• **SET PROBLEM 1**
Copy the records below word for word, from their start through the line that contains "[(214, 238)]", with both ends included.

• **TEXT TO READ**
----------------------------------------
Some time ago I was driving down the expressway and as I took my usual exit I noticed something up ahead just off to the side of the road. As I came closer I saw it was a small, inexpensive looking "jewelry" box which had once been in the shape of a wooden treasure chest. It appeared to have fallen from someone's vehicle and most of its contents were strewn in a careless pattern all around it. As I was in a hurry, to go no where of significance, I passed it off as someone else's misfortune and never stopped to see if there was any type of identification which should allow it to be returned to its rightful owner. That was strike number one. The next day, I passed the same scene but it looked a little worse for the wear, having been out in the elements along side a busy high way, but, again, I was too busy to stop. Strike two. Finally after several days of coming and going, I no longer noticed the box and its contents. Eventually it was gone. Strike three, I'm out!
I didn't care about possessing the contents, regardless of how valuable any one of the trinkets might have actually been. They really didn't appear to have much significant value, and in my quick glances I continued to shrug them off as mere worthlessness on the side of the road. But there's something about this little box that I can't get off my mind. I'm guessing it probably belonged to some young woman who had collected each item, a piece at a time, as gifts or perhaps "investments". When they adorned the owner's ear lobes, neck, wrists or fingers they created an illusion of grandeur, or a step up above and out of the ordinary. In other words they transported the owner to a temporary land of dreams where she, no doubt, felt important, accepted, noticed and in the end perhaps valued and loved because of something she possessed and the way she enhanced herself.
Too often, now, I wonder how many times I've passed similar opportunities in life and never stopped to help someone, such as in the Biblical story of the good Samaritan? (Luke 10:30-37)
----------------------------------------
• **SET PROBLEM 2**
Decide whether each statement agrees with the passage about the roadside jewelry box. Answer yes or no, and quote the words of the passage that settle it. (a) On the first day, the narrator stopped to check the box for identification. (b) The box had once been shaped like a wooden treasure chest. (c) The narrator wanted to keep the trinkets.
----------------------------------------
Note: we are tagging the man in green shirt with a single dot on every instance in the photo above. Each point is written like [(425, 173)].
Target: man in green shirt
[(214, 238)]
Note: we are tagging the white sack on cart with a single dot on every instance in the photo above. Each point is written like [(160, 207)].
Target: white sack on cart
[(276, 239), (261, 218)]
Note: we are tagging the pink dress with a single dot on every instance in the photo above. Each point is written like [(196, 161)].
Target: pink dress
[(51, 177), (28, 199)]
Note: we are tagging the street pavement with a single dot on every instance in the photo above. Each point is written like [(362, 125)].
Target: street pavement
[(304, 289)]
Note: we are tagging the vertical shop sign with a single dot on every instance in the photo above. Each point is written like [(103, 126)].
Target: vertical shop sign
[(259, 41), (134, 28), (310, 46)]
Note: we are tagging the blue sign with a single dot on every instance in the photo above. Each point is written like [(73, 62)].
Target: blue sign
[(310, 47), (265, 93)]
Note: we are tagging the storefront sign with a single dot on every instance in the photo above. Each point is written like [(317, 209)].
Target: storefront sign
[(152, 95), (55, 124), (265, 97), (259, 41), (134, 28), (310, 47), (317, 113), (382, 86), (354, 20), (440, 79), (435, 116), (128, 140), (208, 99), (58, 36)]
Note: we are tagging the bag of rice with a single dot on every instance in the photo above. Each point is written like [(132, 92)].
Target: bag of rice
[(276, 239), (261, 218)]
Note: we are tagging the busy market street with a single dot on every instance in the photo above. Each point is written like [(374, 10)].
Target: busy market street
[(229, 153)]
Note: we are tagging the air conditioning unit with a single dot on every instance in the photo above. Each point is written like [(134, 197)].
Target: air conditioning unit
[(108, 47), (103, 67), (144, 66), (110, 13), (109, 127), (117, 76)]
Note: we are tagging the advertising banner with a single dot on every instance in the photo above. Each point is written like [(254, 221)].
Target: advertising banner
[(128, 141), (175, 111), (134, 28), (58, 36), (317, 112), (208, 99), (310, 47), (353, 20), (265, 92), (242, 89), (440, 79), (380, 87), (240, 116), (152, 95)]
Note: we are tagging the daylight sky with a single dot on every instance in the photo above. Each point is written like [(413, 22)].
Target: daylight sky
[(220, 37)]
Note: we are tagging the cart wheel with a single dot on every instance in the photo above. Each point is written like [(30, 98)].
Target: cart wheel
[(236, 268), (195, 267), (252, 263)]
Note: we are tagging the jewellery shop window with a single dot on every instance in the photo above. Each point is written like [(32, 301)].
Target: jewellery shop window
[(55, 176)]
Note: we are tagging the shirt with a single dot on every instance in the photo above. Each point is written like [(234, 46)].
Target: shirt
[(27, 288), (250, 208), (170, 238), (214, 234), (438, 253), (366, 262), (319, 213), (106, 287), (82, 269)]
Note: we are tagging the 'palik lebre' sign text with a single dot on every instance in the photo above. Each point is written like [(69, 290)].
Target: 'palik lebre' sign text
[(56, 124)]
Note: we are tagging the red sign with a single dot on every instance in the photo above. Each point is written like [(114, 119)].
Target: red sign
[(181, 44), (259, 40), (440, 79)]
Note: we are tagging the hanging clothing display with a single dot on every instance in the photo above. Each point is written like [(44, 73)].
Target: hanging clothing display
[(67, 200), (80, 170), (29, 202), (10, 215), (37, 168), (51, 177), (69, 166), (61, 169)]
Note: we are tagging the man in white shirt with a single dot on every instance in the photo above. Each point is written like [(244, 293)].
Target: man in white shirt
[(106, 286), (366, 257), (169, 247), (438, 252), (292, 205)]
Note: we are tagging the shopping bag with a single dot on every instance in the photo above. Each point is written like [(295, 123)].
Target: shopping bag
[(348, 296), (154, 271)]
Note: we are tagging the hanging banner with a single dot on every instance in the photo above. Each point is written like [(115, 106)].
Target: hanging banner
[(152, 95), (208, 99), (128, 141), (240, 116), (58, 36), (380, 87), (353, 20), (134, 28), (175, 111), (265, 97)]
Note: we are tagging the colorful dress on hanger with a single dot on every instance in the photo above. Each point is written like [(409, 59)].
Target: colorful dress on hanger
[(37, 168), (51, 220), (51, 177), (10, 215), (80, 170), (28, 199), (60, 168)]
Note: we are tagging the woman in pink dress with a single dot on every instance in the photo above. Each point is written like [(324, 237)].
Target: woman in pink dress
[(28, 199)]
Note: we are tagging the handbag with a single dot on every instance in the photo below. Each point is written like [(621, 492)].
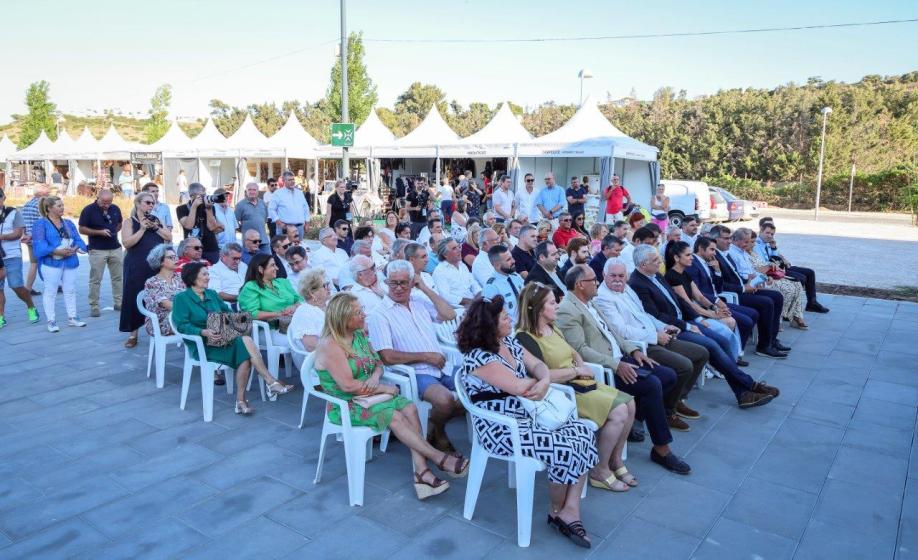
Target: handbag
[(552, 412), (227, 327)]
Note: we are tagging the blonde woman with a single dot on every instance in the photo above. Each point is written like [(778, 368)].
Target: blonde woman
[(607, 407), (55, 243), (140, 234), (348, 368)]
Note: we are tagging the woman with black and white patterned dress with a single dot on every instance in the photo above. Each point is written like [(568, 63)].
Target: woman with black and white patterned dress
[(494, 375)]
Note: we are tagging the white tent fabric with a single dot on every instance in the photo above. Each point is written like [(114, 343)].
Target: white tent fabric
[(588, 134)]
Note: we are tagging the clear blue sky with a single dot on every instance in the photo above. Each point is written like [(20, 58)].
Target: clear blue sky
[(109, 53)]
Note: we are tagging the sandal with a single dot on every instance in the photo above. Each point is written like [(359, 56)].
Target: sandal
[(609, 484), (622, 474), (459, 470), (424, 489)]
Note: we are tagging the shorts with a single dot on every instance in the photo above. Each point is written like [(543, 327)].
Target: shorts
[(13, 273), (425, 381)]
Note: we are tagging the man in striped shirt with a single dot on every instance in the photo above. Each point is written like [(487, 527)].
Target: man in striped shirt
[(402, 331)]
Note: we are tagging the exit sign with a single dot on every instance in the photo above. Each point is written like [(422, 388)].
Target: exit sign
[(343, 134)]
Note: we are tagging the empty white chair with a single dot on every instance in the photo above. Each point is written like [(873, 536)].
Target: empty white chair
[(158, 342)]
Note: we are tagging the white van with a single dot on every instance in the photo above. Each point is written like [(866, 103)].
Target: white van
[(687, 198)]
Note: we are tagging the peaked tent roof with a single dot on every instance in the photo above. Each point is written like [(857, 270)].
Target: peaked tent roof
[(589, 134)]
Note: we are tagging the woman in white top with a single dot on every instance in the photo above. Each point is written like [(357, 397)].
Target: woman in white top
[(309, 318)]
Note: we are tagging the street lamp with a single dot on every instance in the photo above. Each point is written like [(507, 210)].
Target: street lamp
[(822, 153), (584, 74)]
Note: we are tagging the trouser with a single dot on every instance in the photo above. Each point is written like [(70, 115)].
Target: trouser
[(687, 360), (99, 259), (739, 381), (66, 279), (746, 319), (808, 278), (769, 309), (648, 390)]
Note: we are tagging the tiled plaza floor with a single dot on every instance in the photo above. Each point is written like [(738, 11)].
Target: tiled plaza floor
[(98, 463)]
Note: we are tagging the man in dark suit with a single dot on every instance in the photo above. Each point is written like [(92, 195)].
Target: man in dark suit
[(545, 270), (703, 276), (767, 303), (659, 301)]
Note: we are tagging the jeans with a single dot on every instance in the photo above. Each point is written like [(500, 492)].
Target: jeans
[(99, 260)]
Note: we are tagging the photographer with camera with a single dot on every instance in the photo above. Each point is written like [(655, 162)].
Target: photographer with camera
[(288, 206), (198, 219)]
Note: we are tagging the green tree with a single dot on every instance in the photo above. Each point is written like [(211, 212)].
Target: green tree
[(41, 115), (158, 123), (361, 91)]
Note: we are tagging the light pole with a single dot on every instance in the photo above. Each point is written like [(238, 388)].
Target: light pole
[(584, 74), (822, 153), (345, 160)]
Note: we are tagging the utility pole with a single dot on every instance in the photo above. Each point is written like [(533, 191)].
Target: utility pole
[(345, 160)]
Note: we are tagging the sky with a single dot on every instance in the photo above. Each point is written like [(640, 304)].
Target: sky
[(105, 54)]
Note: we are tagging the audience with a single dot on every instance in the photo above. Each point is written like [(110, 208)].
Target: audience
[(494, 375)]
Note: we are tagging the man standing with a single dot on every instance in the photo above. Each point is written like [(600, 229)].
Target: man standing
[(100, 222), (503, 200), (576, 197), (252, 214), (288, 205), (550, 200), (12, 228), (198, 220)]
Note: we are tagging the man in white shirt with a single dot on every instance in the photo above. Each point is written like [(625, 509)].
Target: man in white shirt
[(452, 278), (288, 205), (228, 275), (481, 266), (525, 201), (503, 200), (402, 331), (329, 256)]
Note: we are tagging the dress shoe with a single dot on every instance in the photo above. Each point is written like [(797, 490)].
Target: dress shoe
[(684, 411), (670, 462), (766, 389), (676, 423), (635, 436), (750, 399)]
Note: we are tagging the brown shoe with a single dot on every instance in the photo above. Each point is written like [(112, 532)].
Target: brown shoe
[(678, 424), (750, 399), (766, 389), (684, 411)]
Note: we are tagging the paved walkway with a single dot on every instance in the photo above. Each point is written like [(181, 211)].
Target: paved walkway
[(98, 463)]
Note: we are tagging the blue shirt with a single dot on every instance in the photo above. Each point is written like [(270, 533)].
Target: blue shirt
[(548, 198)]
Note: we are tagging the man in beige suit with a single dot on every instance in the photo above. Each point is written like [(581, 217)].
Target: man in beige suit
[(636, 374)]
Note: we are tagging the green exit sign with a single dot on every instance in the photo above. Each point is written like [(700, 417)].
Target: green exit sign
[(342, 134)]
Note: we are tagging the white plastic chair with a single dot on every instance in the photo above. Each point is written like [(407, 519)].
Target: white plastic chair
[(521, 473), (207, 372), (358, 440), (158, 342)]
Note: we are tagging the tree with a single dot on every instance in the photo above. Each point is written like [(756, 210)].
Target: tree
----------------------------------------
• **TASK RESPONSE 1**
Note: we are tagging the man in green shirt with a single dot on every instance in the photo above. Each point is written like [(425, 173)].
Target: man in green shirt
[(214, 238)]

• **TASK RESPONSE 2**
(a) No: "never stopped to see if there was any type of identification"
(b) Yes: "which had once been in the shape of a wooden treasure chest"
(c) No: "I didn't care about possessing the contents"